What the exercise asks:
In each of the records below, change "chain-link fence" to "wire mesh fence" wherever it occurs, and reproduce the remaining text without alteration.

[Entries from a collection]
-- begin --
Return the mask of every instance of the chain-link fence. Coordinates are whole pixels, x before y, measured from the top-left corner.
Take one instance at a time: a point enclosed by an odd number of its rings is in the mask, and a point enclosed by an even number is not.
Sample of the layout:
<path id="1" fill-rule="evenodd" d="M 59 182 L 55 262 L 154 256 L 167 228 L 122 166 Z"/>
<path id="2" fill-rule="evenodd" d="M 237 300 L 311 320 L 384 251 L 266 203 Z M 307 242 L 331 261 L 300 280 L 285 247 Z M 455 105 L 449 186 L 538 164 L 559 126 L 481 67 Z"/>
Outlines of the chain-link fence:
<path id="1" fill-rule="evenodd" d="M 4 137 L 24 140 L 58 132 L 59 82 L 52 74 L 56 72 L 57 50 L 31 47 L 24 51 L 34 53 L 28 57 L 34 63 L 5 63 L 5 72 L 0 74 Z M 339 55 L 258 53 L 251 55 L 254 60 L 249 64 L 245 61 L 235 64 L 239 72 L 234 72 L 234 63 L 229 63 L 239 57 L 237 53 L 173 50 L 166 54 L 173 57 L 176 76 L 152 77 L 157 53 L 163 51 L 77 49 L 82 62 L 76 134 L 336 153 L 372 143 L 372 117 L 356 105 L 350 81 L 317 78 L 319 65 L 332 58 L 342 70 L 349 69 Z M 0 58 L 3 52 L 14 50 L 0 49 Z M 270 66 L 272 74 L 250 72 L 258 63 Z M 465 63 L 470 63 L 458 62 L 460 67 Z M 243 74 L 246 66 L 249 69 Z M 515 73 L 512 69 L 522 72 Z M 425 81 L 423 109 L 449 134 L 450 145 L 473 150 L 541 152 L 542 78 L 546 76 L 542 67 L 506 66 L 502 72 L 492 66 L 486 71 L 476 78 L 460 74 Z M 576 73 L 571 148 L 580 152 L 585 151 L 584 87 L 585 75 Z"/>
-- end --
Result of the task:
Return the mask of every instance of the wire mesh fence. Coordinates are whole pixels, x before y, measured from the top-left corner.
Take one instance at a time: a point enclosed by an odd number of its rings is in the mask, and a point enclosed by an even number is not.
Sample of the layout:
<path id="1" fill-rule="evenodd" d="M 59 182 L 55 262 L 154 256 L 167 228 L 122 166 Z"/>
<path id="2" fill-rule="evenodd" d="M 237 300 L 311 320 L 384 251 L 266 203 Z M 307 242 L 331 261 L 300 280 L 285 247 Z M 455 105 L 449 186 L 538 164 L 559 126 L 481 67 Z"/>
Outlines of the wire mesh fence:
<path id="1" fill-rule="evenodd" d="M 4 137 L 24 140 L 58 132 L 59 82 L 52 74 L 56 72 L 57 50 L 31 47 L 24 51 L 34 53 L 28 57 L 34 63 L 5 63 L 5 72 L 0 74 Z M 339 55 L 258 53 L 251 55 L 254 60 L 249 64 L 245 61 L 235 64 L 239 72 L 234 72 L 234 63 L 229 63 L 239 57 L 237 53 L 173 50 L 166 54 L 173 57 L 176 76 L 152 77 L 157 53 L 163 51 L 77 49 L 82 62 L 76 134 L 336 153 L 372 143 L 372 117 L 356 105 L 350 81 L 317 78 L 319 65 L 332 58 L 342 70 L 349 69 Z M 0 58 L 3 52 L 14 50 L 0 49 Z M 270 66 L 272 74 L 250 72 L 258 63 Z M 465 63 L 470 63 L 458 62 L 460 67 Z M 243 74 L 246 66 L 249 69 Z M 515 73 L 512 69 L 522 72 Z M 425 81 L 423 109 L 449 134 L 450 145 L 473 150 L 541 152 L 542 78 L 546 76 L 542 67 L 506 66 L 502 72 L 492 66 L 486 71 L 476 78 L 460 74 Z M 576 73 L 571 148 L 580 152 L 585 151 L 584 87 L 585 75 Z"/>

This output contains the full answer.